◆ **Requirement**
Answer the following questions using the article on the Ford Bronco.
1. Which actor drives a sixties original Bronco in Speed?
2. What does the name of the electronic assistance system GOAT stand for?
3. What is the Bronco's maximum breakover angle?

◆ **Text provided**

Then again, perhaps that's not surprising. The Bronco enjoys icon status in the US, but here in Europe, it's primarily known for being OJ Simpson's attempted-getaway vehicle. Rather more heroically, Keanu Reeves drives a sixties original Bronco, briefly, in Speed, but that's probably the limit of most European Ford fans' experience of a Bronco.
A rival for the Wrangler and Defender
What is it? Well, it's not an SUV, rather it's a serious 4x4 and off-roader, in the mould of the Jeep Wrangler. In fact, it's actually built on a traditional separate-chassis-and-body basis, like an old Land Rover Defender.
The benefit of that construction is a combination of ruggedness for off-roading, and the easy ability to swap different bodies onto the same chassis. Hence the new Bronco comes in both four-door and two-door forms, and with a choice of soft-tops and hard-tops.
"We created the Bronco family to elevate every aspect of off-road adventure and equipped them with class-leading chassis hardware and exclusive technologies to raise the bar in the rugged 4x4 segment and take people further into the wild," said Jim Farley, Ford chief operating officer. "They're built with the toughness of an F-Series truck and performance spirit of Mustang - and come wrapped in one of the most stunning and functional off-road designs that's true to the original Bronco design DNA."
At the heart of the Bronco is a switchable four-wheel drive system that should give it exceptional off-roading ability - crucial, as Ford is aiming the Bronco right down the throat of the Jeep Wrangler. That's backed up by an electronic assistance system, called GOAT. That stands for Go Over Any Terrain and is rather like Land Rover's Terrain Response system. Up to seven driver-selectable modes are offered including Normal, Eco, Sport, Slippery and Sand, with Baja, Mud/Ruts and Rock Crawl for off-road driving. There's even a choice of four-wheel drive systems - a basic version, and a more advanced version with an electro-mechanical diff that allows the system to automatically select between two-wheel drive and four-wheel drive.
There are other off-road add ons, including Trail Control (rather like cruise control, but for off-roading), Trail Turn Assist (which brakes outside wheels to tighten the turning circle), and Trail One Pedal Drive, which tries to combine accelerating and braking into one pedal for more precise off-road control.
A serious off-roader
It gets serious off-road credentials thanks to a maximum 29-degree breakover angle and a 37.2-degree departure angle, plus there are hefty steel plates protecting the underside of the car.
More importantly, you can take the doors off. They're relatively light items, with frameless glass, and they're said to be easier to remove than the doors of the Jeep Wrangler. In the four-door model, they can even be stored in the boot when not wanted. There are also little panels in the doors that can be popped out so that you can look down through them for more precise off-roading. Or just to keep your ankles cool.

Region descriptions in natural language:
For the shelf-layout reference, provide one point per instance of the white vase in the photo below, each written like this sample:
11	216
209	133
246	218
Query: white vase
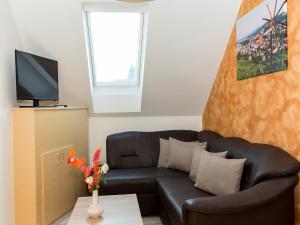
95	210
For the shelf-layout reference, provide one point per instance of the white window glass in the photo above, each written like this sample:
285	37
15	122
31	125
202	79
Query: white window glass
116	47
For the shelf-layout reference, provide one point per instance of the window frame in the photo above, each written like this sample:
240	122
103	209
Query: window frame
141	47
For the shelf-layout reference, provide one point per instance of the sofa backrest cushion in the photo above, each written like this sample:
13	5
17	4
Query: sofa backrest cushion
140	149
263	161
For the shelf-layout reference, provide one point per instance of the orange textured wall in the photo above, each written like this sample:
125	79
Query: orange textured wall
264	109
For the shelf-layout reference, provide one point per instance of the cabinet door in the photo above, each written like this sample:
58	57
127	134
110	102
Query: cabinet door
58	185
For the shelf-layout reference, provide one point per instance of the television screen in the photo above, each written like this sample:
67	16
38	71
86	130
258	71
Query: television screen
37	77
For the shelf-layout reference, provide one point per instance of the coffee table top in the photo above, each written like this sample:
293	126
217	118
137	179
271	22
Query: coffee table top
117	210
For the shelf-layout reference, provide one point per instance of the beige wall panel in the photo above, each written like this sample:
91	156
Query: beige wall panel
265	109
24	167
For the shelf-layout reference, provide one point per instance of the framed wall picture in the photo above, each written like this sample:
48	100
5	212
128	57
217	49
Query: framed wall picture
262	42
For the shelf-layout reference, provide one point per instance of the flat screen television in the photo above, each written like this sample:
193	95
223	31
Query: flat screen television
37	78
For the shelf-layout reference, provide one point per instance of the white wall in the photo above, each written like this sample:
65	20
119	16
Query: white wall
185	44
101	127
8	42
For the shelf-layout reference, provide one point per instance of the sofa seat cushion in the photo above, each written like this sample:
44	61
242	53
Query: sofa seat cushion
138	181
173	192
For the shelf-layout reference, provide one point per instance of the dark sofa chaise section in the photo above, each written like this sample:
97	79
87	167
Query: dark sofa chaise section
267	187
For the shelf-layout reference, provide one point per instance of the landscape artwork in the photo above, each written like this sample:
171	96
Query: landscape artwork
262	42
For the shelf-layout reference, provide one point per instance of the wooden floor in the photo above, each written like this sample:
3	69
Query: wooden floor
146	220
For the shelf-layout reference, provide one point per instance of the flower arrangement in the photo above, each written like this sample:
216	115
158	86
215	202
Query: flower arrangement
95	174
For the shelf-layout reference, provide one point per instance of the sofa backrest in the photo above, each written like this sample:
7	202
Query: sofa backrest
140	149
263	161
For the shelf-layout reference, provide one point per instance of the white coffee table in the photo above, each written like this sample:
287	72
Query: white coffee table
118	210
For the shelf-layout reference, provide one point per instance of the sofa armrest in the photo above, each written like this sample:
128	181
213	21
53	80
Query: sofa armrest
262	194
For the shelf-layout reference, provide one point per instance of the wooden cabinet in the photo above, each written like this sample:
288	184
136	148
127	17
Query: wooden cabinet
44	186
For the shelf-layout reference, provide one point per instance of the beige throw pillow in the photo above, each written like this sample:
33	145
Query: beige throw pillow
196	161
181	154
164	153
219	176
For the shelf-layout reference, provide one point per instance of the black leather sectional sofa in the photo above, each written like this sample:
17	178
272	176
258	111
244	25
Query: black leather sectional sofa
267	187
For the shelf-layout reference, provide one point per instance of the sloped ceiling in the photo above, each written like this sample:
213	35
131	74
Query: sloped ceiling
186	41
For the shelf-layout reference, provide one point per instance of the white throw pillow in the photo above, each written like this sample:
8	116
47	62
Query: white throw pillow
218	175
181	154
196	161
164	153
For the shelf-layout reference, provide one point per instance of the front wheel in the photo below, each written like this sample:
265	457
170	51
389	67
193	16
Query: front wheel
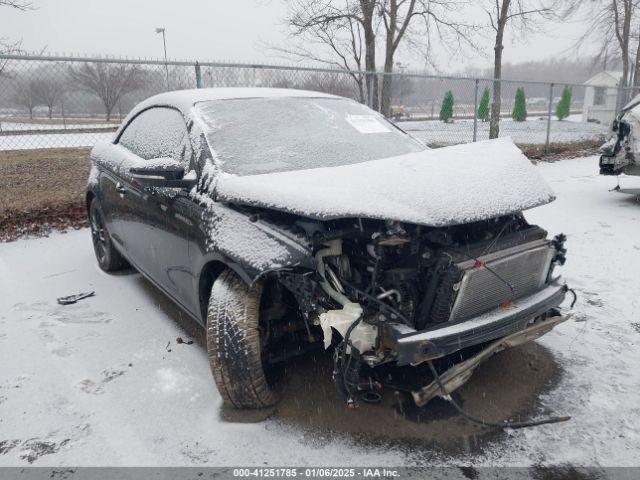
109	259
234	344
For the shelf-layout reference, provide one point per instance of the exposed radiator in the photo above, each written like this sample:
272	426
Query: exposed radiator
524	268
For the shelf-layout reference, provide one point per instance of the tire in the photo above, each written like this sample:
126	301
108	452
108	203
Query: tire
109	259
233	343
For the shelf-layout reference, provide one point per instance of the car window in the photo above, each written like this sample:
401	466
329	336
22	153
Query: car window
265	135
158	133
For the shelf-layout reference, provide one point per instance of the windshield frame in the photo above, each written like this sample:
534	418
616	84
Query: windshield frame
208	129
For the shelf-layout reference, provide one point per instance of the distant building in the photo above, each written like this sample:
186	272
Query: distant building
601	97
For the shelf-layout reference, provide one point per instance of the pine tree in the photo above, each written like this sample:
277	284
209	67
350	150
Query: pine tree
446	111
519	113
563	109
483	108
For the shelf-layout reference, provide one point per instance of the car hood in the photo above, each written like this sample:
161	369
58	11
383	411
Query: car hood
440	187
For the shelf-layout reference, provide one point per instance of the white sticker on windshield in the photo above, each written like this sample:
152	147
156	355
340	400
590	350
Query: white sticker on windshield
367	124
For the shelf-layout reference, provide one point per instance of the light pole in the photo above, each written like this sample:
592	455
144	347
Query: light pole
164	43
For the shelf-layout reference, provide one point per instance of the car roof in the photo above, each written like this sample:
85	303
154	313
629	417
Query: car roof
185	99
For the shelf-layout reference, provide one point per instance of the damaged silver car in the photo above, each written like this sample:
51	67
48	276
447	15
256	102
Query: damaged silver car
620	154
288	222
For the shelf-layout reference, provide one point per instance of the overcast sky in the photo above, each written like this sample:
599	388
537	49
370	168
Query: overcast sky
209	30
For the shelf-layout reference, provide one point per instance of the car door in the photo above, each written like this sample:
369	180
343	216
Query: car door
172	219
154	245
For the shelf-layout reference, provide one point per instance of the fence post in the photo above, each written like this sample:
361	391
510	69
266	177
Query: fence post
198	76
475	111
370	85
546	144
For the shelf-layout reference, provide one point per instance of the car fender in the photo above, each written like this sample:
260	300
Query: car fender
249	245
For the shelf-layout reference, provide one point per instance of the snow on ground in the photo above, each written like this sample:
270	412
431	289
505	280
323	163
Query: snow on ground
93	383
13	126
533	131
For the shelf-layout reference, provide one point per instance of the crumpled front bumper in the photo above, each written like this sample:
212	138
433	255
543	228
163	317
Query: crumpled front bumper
457	375
414	347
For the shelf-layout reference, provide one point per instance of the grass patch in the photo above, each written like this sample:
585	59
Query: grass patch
42	190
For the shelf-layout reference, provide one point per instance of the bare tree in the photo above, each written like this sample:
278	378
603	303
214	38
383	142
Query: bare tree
109	82
8	48
24	95
339	44
417	18
48	91
517	14
345	26
399	20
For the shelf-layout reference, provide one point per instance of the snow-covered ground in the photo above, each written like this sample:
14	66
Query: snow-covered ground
94	383
533	131
13	126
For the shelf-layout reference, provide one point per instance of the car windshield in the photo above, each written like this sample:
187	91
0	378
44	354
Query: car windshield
265	135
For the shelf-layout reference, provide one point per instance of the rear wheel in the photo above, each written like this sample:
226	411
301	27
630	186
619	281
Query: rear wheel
109	259
234	344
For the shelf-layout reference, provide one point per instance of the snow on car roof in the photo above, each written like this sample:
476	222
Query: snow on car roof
185	99
447	186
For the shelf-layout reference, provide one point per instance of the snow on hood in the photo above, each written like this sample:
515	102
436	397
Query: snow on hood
440	187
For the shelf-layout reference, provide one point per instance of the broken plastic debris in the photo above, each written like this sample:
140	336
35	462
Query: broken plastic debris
74	298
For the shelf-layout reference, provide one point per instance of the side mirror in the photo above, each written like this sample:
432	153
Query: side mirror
162	172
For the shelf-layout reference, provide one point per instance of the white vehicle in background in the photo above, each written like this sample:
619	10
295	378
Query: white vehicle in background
620	154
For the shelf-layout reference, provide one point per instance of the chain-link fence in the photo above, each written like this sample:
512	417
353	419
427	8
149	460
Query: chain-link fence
58	102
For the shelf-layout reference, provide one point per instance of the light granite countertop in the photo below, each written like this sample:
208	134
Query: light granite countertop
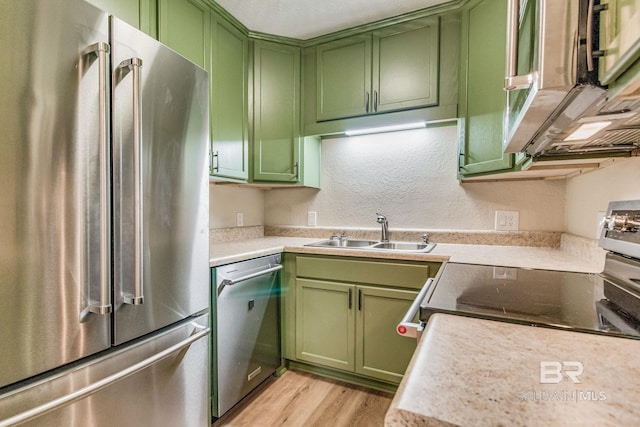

◆ **Response below**
1. Keanu Reeves
2. Go Over Any Terrain
3. 29 degrees